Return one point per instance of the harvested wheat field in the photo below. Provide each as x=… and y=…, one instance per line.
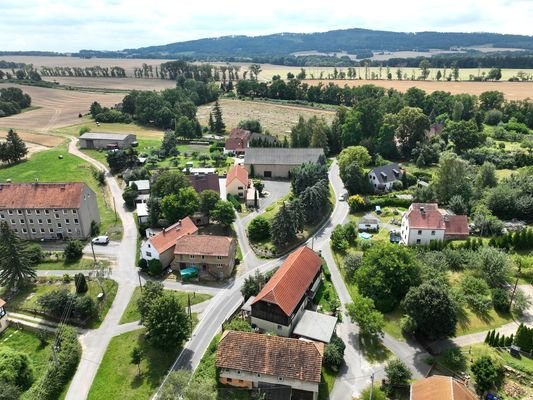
x=276, y=118
x=58, y=108
x=114, y=83
x=511, y=90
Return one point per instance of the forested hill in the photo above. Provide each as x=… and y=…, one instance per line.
x=349, y=40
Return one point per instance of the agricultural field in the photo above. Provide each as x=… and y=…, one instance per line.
x=57, y=108
x=275, y=118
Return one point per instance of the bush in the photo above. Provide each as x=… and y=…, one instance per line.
x=259, y=229
x=155, y=267
x=500, y=300
x=73, y=251
x=81, y=283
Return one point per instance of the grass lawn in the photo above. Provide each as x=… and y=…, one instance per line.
x=132, y=313
x=117, y=378
x=48, y=167
x=27, y=296
x=84, y=263
x=28, y=343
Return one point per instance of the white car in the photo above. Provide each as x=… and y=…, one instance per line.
x=104, y=239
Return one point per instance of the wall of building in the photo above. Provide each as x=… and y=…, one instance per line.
x=255, y=378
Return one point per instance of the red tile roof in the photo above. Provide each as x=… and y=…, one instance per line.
x=292, y=280
x=201, y=182
x=237, y=172
x=428, y=216
x=440, y=388
x=166, y=239
x=206, y=245
x=270, y=355
x=41, y=195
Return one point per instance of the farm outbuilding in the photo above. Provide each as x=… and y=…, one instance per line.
x=101, y=140
x=277, y=163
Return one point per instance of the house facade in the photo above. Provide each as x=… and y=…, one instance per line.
x=161, y=245
x=3, y=316
x=382, y=178
x=423, y=223
x=282, y=301
x=212, y=256
x=237, y=182
x=278, y=163
x=251, y=360
x=49, y=211
x=100, y=140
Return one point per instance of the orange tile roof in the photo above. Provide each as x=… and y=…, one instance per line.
x=440, y=388
x=41, y=195
x=166, y=239
x=206, y=245
x=292, y=280
x=237, y=172
x=270, y=355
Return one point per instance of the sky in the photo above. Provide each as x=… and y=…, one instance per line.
x=71, y=25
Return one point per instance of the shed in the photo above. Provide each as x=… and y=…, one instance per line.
x=368, y=224
x=102, y=140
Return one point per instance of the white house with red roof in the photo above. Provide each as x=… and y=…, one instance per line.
x=237, y=181
x=281, y=303
x=161, y=246
x=426, y=222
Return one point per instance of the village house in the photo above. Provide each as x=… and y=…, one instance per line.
x=287, y=368
x=425, y=222
x=161, y=245
x=3, y=316
x=382, y=178
x=212, y=256
x=49, y=211
x=100, y=140
x=237, y=182
x=278, y=163
x=281, y=303
x=438, y=387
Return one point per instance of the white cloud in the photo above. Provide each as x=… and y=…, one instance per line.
x=66, y=25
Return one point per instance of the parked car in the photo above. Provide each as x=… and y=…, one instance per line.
x=104, y=239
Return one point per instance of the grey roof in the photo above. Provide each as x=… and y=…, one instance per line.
x=143, y=184
x=104, y=136
x=369, y=220
x=315, y=326
x=262, y=155
x=388, y=173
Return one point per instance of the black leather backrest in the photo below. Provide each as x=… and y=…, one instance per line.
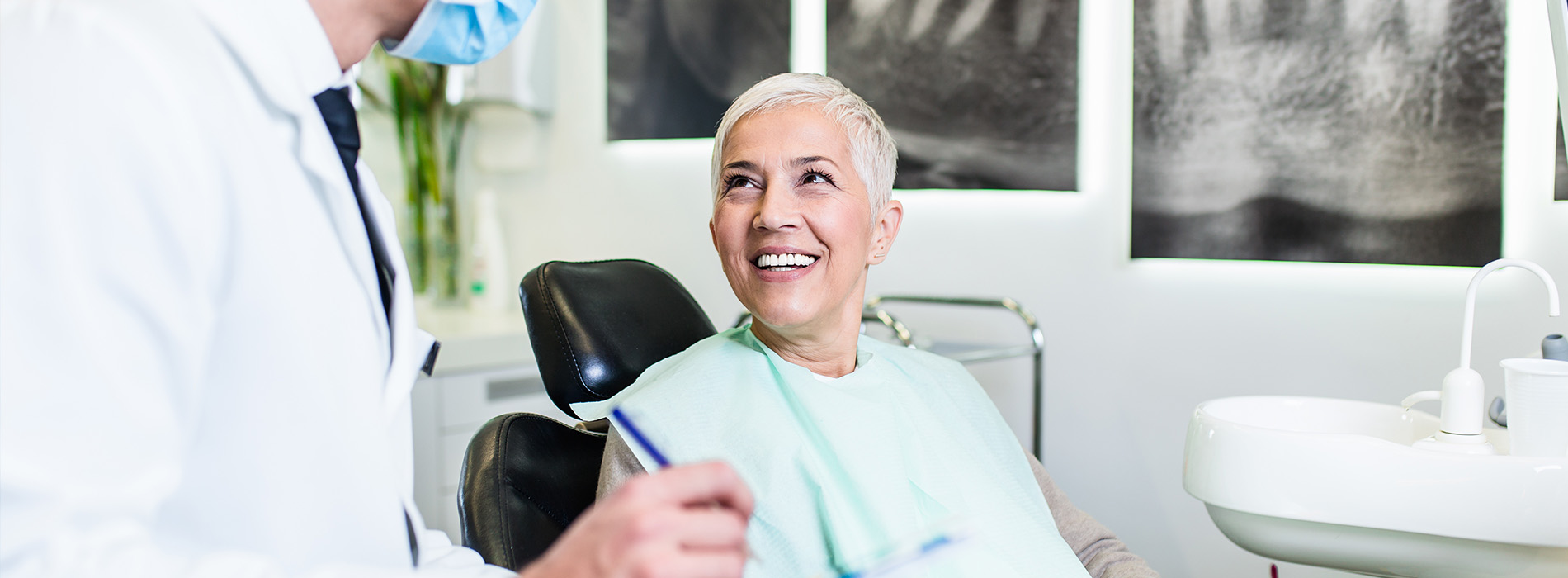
x=596, y=325
x=524, y=480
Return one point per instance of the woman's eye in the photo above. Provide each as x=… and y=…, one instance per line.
x=737, y=181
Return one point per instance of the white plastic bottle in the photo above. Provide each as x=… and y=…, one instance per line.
x=488, y=282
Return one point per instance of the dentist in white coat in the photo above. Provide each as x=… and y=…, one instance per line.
x=205, y=346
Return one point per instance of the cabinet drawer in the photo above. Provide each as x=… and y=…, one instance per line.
x=470, y=401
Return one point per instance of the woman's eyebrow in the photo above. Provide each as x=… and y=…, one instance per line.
x=744, y=165
x=808, y=160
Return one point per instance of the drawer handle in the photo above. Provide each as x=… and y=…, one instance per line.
x=513, y=388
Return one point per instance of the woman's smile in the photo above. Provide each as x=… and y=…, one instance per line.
x=780, y=264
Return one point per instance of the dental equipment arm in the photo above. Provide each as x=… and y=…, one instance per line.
x=1463, y=391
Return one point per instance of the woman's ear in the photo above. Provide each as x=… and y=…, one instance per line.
x=885, y=230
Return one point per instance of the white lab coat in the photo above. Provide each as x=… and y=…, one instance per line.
x=195, y=365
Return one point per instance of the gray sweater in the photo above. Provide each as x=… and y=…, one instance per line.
x=1099, y=550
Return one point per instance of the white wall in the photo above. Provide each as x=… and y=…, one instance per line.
x=1132, y=344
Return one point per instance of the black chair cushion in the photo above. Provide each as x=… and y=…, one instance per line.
x=524, y=480
x=597, y=325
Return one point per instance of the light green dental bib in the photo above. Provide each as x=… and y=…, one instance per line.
x=918, y=440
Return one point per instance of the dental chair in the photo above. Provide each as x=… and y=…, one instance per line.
x=595, y=329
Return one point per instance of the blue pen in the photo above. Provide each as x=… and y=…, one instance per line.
x=648, y=447
x=637, y=437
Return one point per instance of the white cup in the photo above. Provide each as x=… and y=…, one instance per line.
x=1537, y=407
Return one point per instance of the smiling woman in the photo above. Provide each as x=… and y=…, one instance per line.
x=853, y=448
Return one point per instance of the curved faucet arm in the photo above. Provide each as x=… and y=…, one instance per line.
x=1470, y=299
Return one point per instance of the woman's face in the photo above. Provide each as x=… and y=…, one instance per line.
x=792, y=224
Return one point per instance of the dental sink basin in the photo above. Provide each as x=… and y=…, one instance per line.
x=1338, y=484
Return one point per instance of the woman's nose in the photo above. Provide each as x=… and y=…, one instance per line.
x=778, y=209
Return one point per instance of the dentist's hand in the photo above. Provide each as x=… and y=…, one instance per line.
x=684, y=522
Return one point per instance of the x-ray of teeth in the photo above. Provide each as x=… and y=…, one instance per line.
x=977, y=93
x=1346, y=130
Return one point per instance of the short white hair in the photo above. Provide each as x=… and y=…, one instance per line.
x=871, y=146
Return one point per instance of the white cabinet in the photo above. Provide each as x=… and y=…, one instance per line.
x=447, y=410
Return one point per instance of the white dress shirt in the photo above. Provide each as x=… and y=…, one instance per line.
x=195, y=363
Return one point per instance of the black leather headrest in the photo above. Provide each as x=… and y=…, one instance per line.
x=596, y=325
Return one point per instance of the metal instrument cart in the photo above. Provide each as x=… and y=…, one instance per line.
x=968, y=353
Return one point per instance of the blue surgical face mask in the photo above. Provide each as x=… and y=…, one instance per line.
x=461, y=31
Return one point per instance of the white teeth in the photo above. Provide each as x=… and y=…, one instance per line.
x=784, y=259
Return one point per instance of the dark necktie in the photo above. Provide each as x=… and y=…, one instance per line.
x=338, y=111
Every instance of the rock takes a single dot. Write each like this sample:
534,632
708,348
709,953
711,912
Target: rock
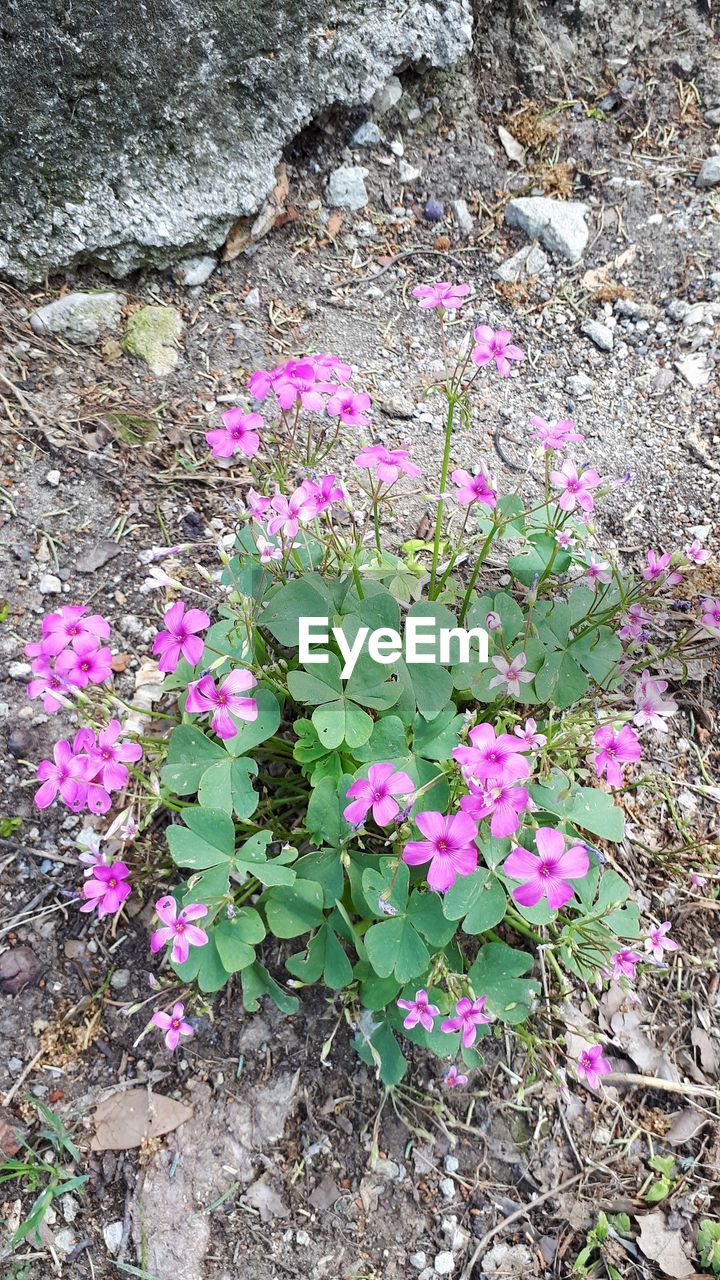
433,210
598,333
445,1264
560,224
346,187
113,1237
106,164
463,215
81,318
387,96
367,135
151,336
195,270
709,173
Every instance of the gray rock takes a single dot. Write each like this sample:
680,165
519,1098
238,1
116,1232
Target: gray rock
560,224
387,95
598,334
346,187
81,318
151,336
367,135
104,163
709,173
195,270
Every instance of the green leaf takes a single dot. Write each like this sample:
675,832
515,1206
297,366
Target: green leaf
479,897
295,909
497,973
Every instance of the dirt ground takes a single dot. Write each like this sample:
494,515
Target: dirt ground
294,1161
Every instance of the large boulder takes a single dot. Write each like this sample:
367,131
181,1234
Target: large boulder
136,133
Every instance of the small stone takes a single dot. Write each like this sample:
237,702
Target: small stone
346,187
81,318
598,334
463,215
195,270
559,224
387,96
113,1237
367,135
433,210
709,173
151,336
445,1264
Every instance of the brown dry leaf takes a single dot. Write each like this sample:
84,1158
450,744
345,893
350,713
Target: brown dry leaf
662,1246
128,1119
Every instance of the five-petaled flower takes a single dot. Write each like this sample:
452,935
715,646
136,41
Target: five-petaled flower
178,926
592,1065
615,749
224,700
419,1010
181,639
173,1024
450,848
377,790
469,1014
441,295
548,872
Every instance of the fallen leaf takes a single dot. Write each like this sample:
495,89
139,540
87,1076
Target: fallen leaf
127,1119
662,1246
513,149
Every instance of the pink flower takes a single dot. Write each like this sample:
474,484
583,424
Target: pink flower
659,941
452,1077
64,776
450,848
69,626
377,790
351,408
495,344
614,750
511,673
178,927
240,432
387,464
106,888
419,1011
598,571
546,873
181,640
173,1024
710,615
85,664
556,435
505,804
591,1065
469,1015
474,488
697,553
528,735
575,488
624,964
652,708
224,702
441,295
490,757
49,686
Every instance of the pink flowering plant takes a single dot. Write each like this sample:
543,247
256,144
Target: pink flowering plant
418,830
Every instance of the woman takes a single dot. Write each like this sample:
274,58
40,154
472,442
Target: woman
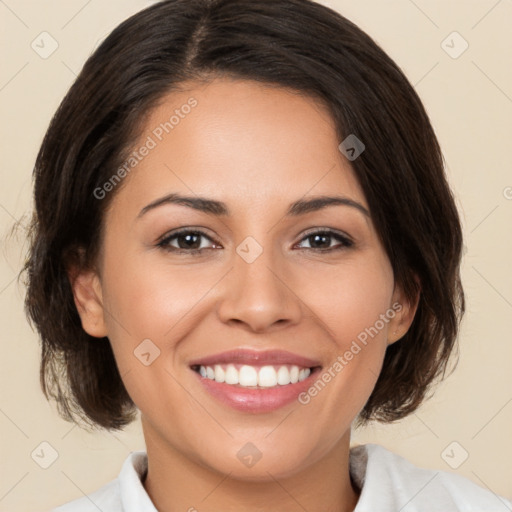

-----

About this exercise - Your answer should consist of the lines above that hold the word "single".

Exercise output -
Every instance of the rock takes a single dot. Write each like this sample:
Every instance of the gray rock takes a single dot. Write each like this sample:
Every instance of the green leaf takes a single dot. Write each like this sample:
Every instance of the dirt ground takes a single dot. Write each like this sample:
Every instance of the large boulder takes a single dot. Write each like this sample:
Every instance of the small stone takes a single dot. Write each like this sample:
Every instance of the brown dry leaf takes a single dot. Write each like this sample:
Every instance of the five-petaled flower takes a single dot. Write each like this sample:
Every instance of the fallen leaf takes a single dot. Write each like this sample:
Every instance of the pink flower takes a single dot. Write each like this sample:
Every instance of the pink flowering plant takes a single dot. Write each like this sample:
Every instance of the woman takes a single dot. Write each like this sample:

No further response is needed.